## TEXT TO READ

-=-=-=-=-

Bermuda to the Azores!

It’s been a while!

The last time I posted I had just arrived in Ullapool, Scotland after sailing from Iceland via the Faroes, the Shetlands and the Orkneys. I had planned to journal our photo expedition through Skye and the Western Highlands but the days were too full and there never seemed to be enough time. I heard from a number of you who were unhappy that the blog just stopped so abruptly. Aplogies, I’ve given myself a stern talking to and will try to do better next time.

And what better time to start than now… at the moment I’m in Bermuda at the St George’s Club where I stayed last night and am looking down to the foot of the hill, on the top of which the Club is located, where I can see my next sailing ship, the Blue Clipper, waiting for me to board.

She’s a beautiful 3 masted schooner, gaff rigged like Tecla, but slightly larger, much newer and enormously more comfortable. As much as I enjoyed sailing in Tecla it did feel like experiencing first-hand Twenty Years Before the Mast. When I hit dry land my first sense was that I wouldn’t care to do anything like that again, and yet, and yet….

Let me step back a moment, one of my reasons for taking the passage with Tecla was that I wanted to sail with them this summer as they make an attempt at traversing the North-West Passage. I have just celebrated my 75th birthday and sailing the Passage seemed like an challenging way for me to celebrate the event. So my Iceland-Scotland sail was as much as anything a shakedown cruise for me to see if I would be able to handle it. Because of the unpredictability of weather and ice, it’s 50/50 whether they will be able to successfully complete the Arctic Passage or if they’ll have to return the way they came, but at the very least its about 2 months of hard sailing. If I learned anything from my 3 weeks aboard Tecla it was that my ageing and raging body would have been hard-pressed to stand up to requirements and so I reluctantly put that on my ToDo list for my next life.

-=-=-=-=-

## RECORDS SHOWN
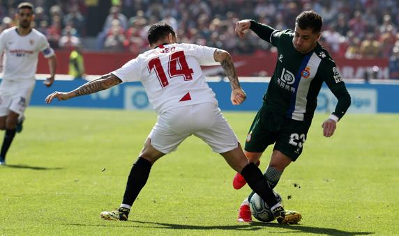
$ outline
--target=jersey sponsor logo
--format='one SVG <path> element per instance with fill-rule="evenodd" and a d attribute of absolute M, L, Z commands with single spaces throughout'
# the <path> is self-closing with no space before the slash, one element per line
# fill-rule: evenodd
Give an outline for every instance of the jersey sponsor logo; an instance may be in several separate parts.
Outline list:
<path fill-rule="evenodd" d="M 338 69 L 337 69 L 337 68 L 335 66 L 333 68 L 333 77 L 334 77 L 334 80 L 336 81 L 336 84 L 338 84 L 339 82 L 342 81 L 342 77 L 341 77 L 341 75 L 338 72 Z"/>
<path fill-rule="evenodd" d="M 288 70 L 283 68 L 281 76 L 277 79 L 277 84 L 287 91 L 295 93 L 295 88 L 291 85 L 295 82 L 295 76 Z"/>
<path fill-rule="evenodd" d="M 43 50 L 43 54 L 48 55 L 51 53 L 51 49 L 50 47 L 46 48 Z"/>
<path fill-rule="evenodd" d="M 252 138 L 252 131 L 250 133 L 248 134 L 248 135 L 247 135 L 247 139 L 246 139 L 247 142 L 250 141 L 251 138 Z"/>
<path fill-rule="evenodd" d="M 28 54 L 28 55 L 33 54 L 33 51 L 17 49 L 17 50 L 10 50 L 10 53 L 15 55 L 16 56 L 20 57 L 20 56 L 27 56 L 27 54 Z"/>
<path fill-rule="evenodd" d="M 310 68 L 309 67 L 306 68 L 305 70 L 302 70 L 301 74 L 305 79 L 309 78 L 309 77 L 310 76 Z"/>
<path fill-rule="evenodd" d="M 27 107 L 27 100 L 24 97 L 20 97 L 20 102 L 18 102 L 18 105 L 21 107 Z"/>

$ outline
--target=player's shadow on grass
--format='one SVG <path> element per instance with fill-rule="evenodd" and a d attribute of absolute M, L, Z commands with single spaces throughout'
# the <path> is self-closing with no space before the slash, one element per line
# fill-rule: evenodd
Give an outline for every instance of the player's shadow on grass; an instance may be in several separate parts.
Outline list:
<path fill-rule="evenodd" d="M 63 168 L 61 167 L 41 167 L 41 166 L 31 166 L 28 165 L 8 165 L 8 164 L 6 165 L 6 167 L 15 168 L 28 168 L 36 171 L 62 170 Z"/>
<path fill-rule="evenodd" d="M 319 228 L 319 227 L 310 227 L 305 226 L 302 225 L 279 225 L 278 223 L 265 223 L 261 222 L 253 222 L 250 223 L 240 223 L 237 225 L 230 225 L 230 226 L 195 226 L 195 225 L 184 225 L 184 224 L 175 224 L 175 223 L 158 223 L 158 222 L 149 222 L 149 221 L 128 221 L 130 222 L 146 224 L 146 226 L 140 226 L 140 225 L 135 224 L 131 225 L 129 223 L 123 224 L 97 224 L 97 225 L 89 225 L 84 223 L 66 223 L 68 226 L 100 226 L 100 227 L 118 227 L 118 228 L 163 228 L 170 230 L 248 230 L 248 231 L 255 231 L 259 230 L 267 229 L 270 233 L 313 233 L 318 235 L 366 235 L 375 234 L 372 232 L 349 232 L 340 230 L 335 228 Z M 148 226 L 148 224 L 152 224 L 153 226 Z M 273 228 L 285 228 L 287 229 L 286 232 L 270 232 L 270 230 Z"/>
<path fill-rule="evenodd" d="M 374 234 L 372 232 L 348 232 L 344 230 L 340 230 L 334 228 L 319 228 L 319 227 L 310 227 L 305 226 L 301 225 L 280 225 L 278 223 L 265 223 L 262 222 L 253 222 L 250 223 L 242 223 L 235 226 L 193 226 L 193 225 L 183 225 L 183 224 L 174 224 L 174 223 L 156 223 L 156 222 L 145 222 L 139 221 L 130 221 L 135 223 L 153 223 L 155 225 L 160 226 L 163 228 L 170 228 L 174 230 L 259 230 L 265 228 L 285 228 L 289 230 L 285 233 L 314 233 L 316 235 L 366 235 Z M 270 232 L 272 233 L 272 232 Z M 277 232 L 276 232 L 277 233 Z"/>

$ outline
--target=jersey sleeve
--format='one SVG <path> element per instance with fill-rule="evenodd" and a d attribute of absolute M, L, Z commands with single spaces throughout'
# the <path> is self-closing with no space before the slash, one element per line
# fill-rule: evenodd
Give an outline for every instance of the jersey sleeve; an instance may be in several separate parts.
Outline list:
<path fill-rule="evenodd" d="M 198 60 L 198 63 L 201 65 L 217 65 L 220 63 L 215 61 L 213 56 L 215 51 L 218 49 L 206 46 L 197 45 L 190 45 L 194 50 L 194 55 Z"/>
<path fill-rule="evenodd" d="M 141 66 L 140 60 L 136 58 L 129 61 L 118 70 L 111 74 L 114 74 L 123 82 L 138 81 L 141 78 Z"/>
<path fill-rule="evenodd" d="M 324 81 L 338 100 L 333 114 L 340 119 L 350 106 L 351 97 L 336 63 L 331 58 L 325 60 L 320 68 L 322 70 L 320 72 L 322 73 Z"/>
<path fill-rule="evenodd" d="M 43 56 L 48 58 L 55 54 L 52 48 L 50 47 L 50 44 L 45 37 L 40 37 L 40 44 L 38 46 L 39 51 L 43 54 Z"/>

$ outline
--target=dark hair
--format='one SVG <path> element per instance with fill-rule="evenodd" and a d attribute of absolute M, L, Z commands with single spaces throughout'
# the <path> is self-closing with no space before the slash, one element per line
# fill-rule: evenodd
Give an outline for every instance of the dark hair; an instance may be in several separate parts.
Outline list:
<path fill-rule="evenodd" d="M 29 3 L 27 1 L 21 3 L 18 5 L 18 10 L 20 9 L 31 9 L 32 10 L 33 10 L 33 5 L 32 5 L 32 3 Z"/>
<path fill-rule="evenodd" d="M 296 17 L 295 24 L 301 29 L 311 29 L 313 33 L 320 33 L 323 25 L 323 19 L 315 11 L 307 10 Z"/>
<path fill-rule="evenodd" d="M 153 24 L 147 32 L 147 38 L 150 45 L 156 43 L 158 40 L 164 38 L 170 33 L 176 37 L 176 33 L 171 26 L 165 22 L 158 22 Z"/>

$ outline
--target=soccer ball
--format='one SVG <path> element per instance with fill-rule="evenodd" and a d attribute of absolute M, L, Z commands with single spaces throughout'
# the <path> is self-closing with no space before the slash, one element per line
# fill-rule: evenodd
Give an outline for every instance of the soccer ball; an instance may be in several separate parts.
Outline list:
<path fill-rule="evenodd" d="M 280 194 L 274 191 L 273 192 L 277 198 L 277 201 L 280 204 L 283 204 L 283 199 L 281 199 Z M 274 216 L 270 207 L 259 195 L 254 194 L 253 196 L 250 196 L 248 200 L 252 215 L 256 219 L 263 222 L 270 222 L 274 220 Z"/>

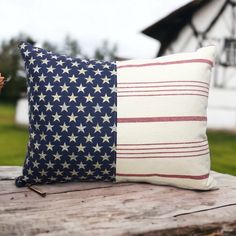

-=-=-=-=-

## PROBLEM DESCRIPTION
Please resume the blog post about sailing from Bermuda to the Azores, continuing right after its last sentence.

## FINAL RESULT
My reluctance to do another blue water sail rapidly ebbed and by January the itch to do another sail could not be scratched and so I started to look around to see what I could find. My ideal was an Arctic/Greenland sail, or an Antarctic sail around Cape Horn or all else failing, to do a trans-Atlantic crossing. Couldn’t find anything that worked for either of the first two, timing and availability not working for me but did find Blue Clipper who is on her way back to the UK after wintering in the Caribbean. I could have chosen to go all the way to Liverpool with her but decided to stop when she reaches the Azores, about a three week sail, where V will meet me and we will spend 10 days exploring and photographing the Azores.

Should be a very different sail than was the case with Tecla, no stops along the way to break up the trip, no access to internet to post the blog and culturally different, Blue Clipper being a British ship and crew whereas Tecla was a Dutch ship with crew to match.

So here we go again! I board in a couple of hours and will post the blog as long as I have access to a signal and then will catch up on the other side.

Stay tuned!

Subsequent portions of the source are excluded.